Continue the interview excerpt on investment fraud and securities class actions below, starting right after its final sentence.

## Text extract
┏━━
Unfortunately, I do not think investment fraud will ever go away.  While certain types of frauds fall out of favor or are effectively stopped by regulation or litigation, without fail, a new type of fraud emerges shortly thereafter.  The consensus seems to be that over the next few years there will be considerable deregulation in the financial sector, including a roll-back of the Dodd-Frank regulations put in place following the 2008 financial crisis.  If, in fact, that occurs, the market will be more susceptible to fraud and unscrupulous executives will have greater opportunity to take advantage of investors. 

S.A.: While you ran the Bureau of Securities, you were in the position of being a client to outside law firms.  What lessons did you learn that you can apply to your work here at Cohen Milstein?

Posner: The most important lesson I learned is to be extremely circumspect about when and whether to approach large public fund clients about a potential case.  The fact is that, with few exceptions, it just does not make a lot of sense for large public pension funds to be involved in relatively small cases.  Another lesson I learned is to ensure that the damage and loss figures we provide to our clients are as realistic as possible.  The losses used to calculate leadership at the outset of a securities class action often are very different from recoverable damages, which are calculated using complex formulas and reliant on expert testimony.  It is very important to make sure that the case is large enough to justify a large public pension fund’s involvement or, if not, that the behavior is particularly egregious or somehow tied to the state where the fund is located so as to justify the pension fund’s time and resources.
┗━━
## Raw data
┏━━
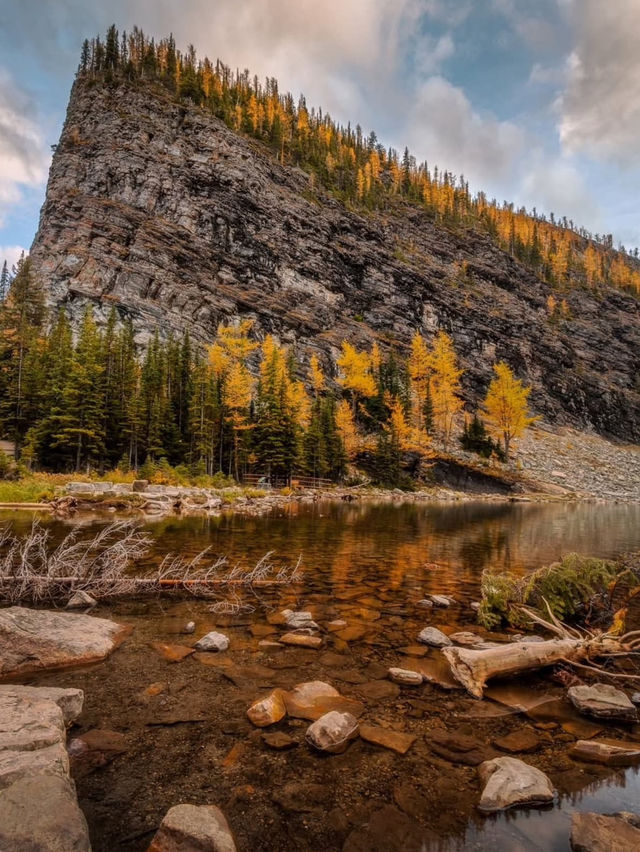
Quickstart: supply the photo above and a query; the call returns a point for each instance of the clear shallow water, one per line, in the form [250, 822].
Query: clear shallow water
[368, 563]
┗━━
## The answer
Like many other major public pension funds, New Jersey takes its responsibilities in this area very seriously.  Its lawyers take an active role in overseeing litigation.  They attend depositions, hearings and settlement conferences.  They review complaints and briefs.  It is a tremendous amount of work. So, it is also extremely important for firms like ours to do everything we can to acknowledge and alleviate those burdens.  And I’m happy to say that Cohen Milstein does just that.  For example, we don’t just tell our clients to look for the documents we need.  We go on site, help them figure out exactly what is needed and where it is located, and handle whatever work we can directly.  That’s also how you further develop a relationship: by getting into the trenches with your client and doing everything you can to help.

S.A.:  You were appointed Bureau Chief in 2014 by the New Jersey Attorney General and over the next three years the Bureau returned hundreds of millions of dollars to investors and worked with criminal authorities to obtain some 20 criminal convictions.  Do you think the role of state regulators will expand in an era where there may be some pullback of federal oversight of securities regulation and enforcement?

L.P.:  State regulators have always played an essential role in enforcement of the securities laws, but I think that role is going to become even more critical over the next few years.  We don’t know how active the next SEC Chair will be in enforcing the federal securities laws.  However, a number of state attorneys general and state securities regulators have already publically stated that they intend to pick up any slack, and will continue to actively police the securities markets and take enforcement action when warranted.  People sometimes mistakenly think that state regulators and state attorneys general are significantly limited in the types of cases they can pursue; but most have broad authority to investigate or prosecute any fraud with a nexus to their state.  For states like New York, New Jersey, California, Texas and Florida, where thousands of companies are headquartered and millions of investors live, the authority is quite broad. 

S.A.:  You were a very active member of the North American Securities Administrators Association, chairing its Enforcement Section Committee, and serving on its Multi-Jurisdictional Action, Technology and State Legislation committees.  You recently worked with NASAA on a “friend of the court” brief for CalPERS v. ANZ Securities, a securities case scheduled to be argued in April before the U.S. Supreme Court. Tell us about that?

L.P.:  The NASAA brief, which we produced in consultation with NASAA’s in-house legal team, focused on the critical role securities class actions play in providing recovery to retail investors.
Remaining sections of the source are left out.